--- Fragmento proporcionado ---

Mucho, lo de bien o mal es otra historia, se ha hablado estos días de la tradicional fiesta del Toro de la Vega, que se celebra en Tordesillas desde el mil quinientos, según dicen las crónicas, aun cuando el patronato que lleva su nombre, remonta a la época de celtiberia la costumbre de alancear toros.
Que digo yo que sería para comer, en ausencia de CO2 atmosférico, ecologetas, antitaurinos y otros soplagaitas, en que han devenido los antiguos miembros de la casta de los brujos de la tribu, que no se han colocado de psicoanalistas.
De ello nos habla lo justo y bien, como siempre, el estimable y estimado colega, Don Manuel Morales do Val, proponiendo la protección de los toreros neandertales, como vestigio vivo y coleando del homo prehistórico y cavernario.

---

◆ **Requisitos del ejercicio**
(A) Según el fragmento, ¿desde cuándo se celebra en Tordesillas la fiesta del Toro de la Vega?
(B) Cita textualmente el fragmento desde "Mucho, lo de" hasta "de alancear toros.", ambos incluidos.
(C) Enumera los grupos de personas que el fragmento nombra inmediatamente después de "en ausencia de CO2 atmosférico".
Usa únicamente el fragmento para responder.

--- Entradas registradas ---

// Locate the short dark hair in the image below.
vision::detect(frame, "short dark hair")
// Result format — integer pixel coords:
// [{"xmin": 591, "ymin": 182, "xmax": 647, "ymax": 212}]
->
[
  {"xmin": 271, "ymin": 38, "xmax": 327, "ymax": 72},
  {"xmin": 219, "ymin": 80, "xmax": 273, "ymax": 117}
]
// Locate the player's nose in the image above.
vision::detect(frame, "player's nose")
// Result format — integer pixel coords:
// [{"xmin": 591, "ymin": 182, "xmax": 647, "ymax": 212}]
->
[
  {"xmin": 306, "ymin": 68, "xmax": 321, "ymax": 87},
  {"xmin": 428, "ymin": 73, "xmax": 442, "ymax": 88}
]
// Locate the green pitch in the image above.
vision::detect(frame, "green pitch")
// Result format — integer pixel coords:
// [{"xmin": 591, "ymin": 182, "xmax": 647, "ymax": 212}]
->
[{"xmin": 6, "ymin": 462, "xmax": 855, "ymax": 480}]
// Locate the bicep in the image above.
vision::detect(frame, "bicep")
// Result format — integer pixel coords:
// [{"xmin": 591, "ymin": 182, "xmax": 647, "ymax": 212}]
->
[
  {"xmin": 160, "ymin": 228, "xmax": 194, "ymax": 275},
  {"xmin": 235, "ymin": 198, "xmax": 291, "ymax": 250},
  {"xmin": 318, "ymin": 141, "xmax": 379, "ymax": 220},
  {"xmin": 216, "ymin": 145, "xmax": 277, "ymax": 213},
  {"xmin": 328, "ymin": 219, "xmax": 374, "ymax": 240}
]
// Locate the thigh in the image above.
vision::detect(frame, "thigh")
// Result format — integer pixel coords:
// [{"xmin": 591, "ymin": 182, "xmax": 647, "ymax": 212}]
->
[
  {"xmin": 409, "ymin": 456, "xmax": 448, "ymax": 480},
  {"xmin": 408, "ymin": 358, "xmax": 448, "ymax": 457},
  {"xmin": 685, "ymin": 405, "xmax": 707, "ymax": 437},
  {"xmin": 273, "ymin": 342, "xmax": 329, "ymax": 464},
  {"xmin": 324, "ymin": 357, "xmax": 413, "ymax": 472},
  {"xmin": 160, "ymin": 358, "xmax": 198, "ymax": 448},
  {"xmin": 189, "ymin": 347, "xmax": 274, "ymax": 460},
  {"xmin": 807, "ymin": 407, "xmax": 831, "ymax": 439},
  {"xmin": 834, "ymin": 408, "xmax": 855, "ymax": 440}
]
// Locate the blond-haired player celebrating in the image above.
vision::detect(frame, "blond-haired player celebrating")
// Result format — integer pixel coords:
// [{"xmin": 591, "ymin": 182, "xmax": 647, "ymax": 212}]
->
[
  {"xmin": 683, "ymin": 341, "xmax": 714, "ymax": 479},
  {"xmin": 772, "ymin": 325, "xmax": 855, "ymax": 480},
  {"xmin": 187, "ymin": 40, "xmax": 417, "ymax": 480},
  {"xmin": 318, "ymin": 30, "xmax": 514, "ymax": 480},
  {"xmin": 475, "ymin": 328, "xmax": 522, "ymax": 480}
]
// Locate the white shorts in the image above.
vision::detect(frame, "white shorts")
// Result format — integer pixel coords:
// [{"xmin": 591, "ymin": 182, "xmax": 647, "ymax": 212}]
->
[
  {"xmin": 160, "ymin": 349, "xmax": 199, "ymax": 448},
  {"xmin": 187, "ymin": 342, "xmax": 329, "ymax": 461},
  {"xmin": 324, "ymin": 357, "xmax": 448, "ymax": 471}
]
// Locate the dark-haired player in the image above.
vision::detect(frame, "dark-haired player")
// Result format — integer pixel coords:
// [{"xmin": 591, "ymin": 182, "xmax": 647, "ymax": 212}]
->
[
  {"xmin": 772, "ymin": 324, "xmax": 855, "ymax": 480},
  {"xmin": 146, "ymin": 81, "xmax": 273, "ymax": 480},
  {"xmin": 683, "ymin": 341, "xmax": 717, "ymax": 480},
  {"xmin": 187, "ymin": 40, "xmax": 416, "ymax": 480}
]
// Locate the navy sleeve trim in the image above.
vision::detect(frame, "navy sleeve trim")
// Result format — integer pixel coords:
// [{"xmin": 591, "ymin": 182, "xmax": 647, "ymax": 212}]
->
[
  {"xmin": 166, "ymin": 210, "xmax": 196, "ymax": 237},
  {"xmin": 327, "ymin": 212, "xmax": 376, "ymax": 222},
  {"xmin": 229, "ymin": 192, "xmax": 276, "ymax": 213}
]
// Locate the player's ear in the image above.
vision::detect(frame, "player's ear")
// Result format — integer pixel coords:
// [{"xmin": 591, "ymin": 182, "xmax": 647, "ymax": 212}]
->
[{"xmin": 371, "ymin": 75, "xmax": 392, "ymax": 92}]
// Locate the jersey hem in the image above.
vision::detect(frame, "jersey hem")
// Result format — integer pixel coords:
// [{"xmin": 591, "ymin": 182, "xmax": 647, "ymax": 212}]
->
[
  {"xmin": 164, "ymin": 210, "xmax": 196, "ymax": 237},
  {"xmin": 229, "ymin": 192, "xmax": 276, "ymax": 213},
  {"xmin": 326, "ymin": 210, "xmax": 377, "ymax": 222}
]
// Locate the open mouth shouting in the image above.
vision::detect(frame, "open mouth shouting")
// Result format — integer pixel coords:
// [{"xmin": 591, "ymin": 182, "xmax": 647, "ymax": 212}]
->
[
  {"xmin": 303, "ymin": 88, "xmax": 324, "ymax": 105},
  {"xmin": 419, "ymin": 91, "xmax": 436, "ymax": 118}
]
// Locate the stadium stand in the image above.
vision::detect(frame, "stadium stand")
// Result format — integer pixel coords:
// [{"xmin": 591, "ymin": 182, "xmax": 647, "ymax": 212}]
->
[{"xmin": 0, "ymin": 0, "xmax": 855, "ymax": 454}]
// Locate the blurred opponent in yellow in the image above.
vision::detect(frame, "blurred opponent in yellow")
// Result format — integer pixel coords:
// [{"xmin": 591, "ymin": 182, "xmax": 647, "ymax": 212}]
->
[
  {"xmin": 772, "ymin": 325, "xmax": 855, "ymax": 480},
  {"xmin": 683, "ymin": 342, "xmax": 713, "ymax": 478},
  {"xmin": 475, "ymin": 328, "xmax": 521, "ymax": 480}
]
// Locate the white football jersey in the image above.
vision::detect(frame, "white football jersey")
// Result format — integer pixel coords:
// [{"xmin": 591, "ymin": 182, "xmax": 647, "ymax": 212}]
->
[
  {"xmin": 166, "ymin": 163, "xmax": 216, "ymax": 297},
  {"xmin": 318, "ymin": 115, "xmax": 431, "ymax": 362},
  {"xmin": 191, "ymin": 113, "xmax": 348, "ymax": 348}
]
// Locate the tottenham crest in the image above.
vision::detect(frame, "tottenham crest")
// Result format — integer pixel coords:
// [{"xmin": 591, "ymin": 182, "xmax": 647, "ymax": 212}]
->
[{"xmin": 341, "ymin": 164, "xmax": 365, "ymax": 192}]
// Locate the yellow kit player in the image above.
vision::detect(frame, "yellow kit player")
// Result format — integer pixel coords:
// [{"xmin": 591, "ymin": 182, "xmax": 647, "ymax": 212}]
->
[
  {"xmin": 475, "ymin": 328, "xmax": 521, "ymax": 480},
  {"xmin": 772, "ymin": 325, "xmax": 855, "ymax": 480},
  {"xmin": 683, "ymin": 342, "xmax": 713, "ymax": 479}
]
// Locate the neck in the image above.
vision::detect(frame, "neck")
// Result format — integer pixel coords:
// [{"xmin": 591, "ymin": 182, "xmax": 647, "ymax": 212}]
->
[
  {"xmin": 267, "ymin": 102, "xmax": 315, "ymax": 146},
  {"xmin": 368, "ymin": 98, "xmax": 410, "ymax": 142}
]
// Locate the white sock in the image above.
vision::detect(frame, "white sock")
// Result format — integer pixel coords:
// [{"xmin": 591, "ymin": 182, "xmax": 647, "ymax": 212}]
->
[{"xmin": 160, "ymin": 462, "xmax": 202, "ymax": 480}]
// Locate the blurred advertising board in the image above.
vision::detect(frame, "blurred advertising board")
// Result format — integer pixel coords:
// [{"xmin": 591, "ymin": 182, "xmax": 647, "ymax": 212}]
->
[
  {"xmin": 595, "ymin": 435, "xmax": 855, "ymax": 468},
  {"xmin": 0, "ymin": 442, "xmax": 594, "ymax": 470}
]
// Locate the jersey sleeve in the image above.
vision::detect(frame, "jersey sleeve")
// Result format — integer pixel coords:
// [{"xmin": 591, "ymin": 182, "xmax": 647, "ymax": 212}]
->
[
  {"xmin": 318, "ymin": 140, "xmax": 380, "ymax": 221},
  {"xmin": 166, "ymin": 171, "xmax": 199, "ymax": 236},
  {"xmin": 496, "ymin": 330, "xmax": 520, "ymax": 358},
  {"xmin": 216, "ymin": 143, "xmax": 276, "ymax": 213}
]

---

◆ **Tus respuestas**
(A) Desde el mil quinientos, según dicen las crónicas.

(B)
Mucho, lo de bien o mal es otra historia, se ha hablado estos días de la tradicional fiesta del Toro de la Vega, que se celebra en Tordesillas desde el mil quinientos, según dicen las crónicas, aun cuando el patronato que lleva su nombre, remonta a la época de celtiberia la costumbre de alancear toros.

(C) ecologetas, antitaurinos, soplagaitas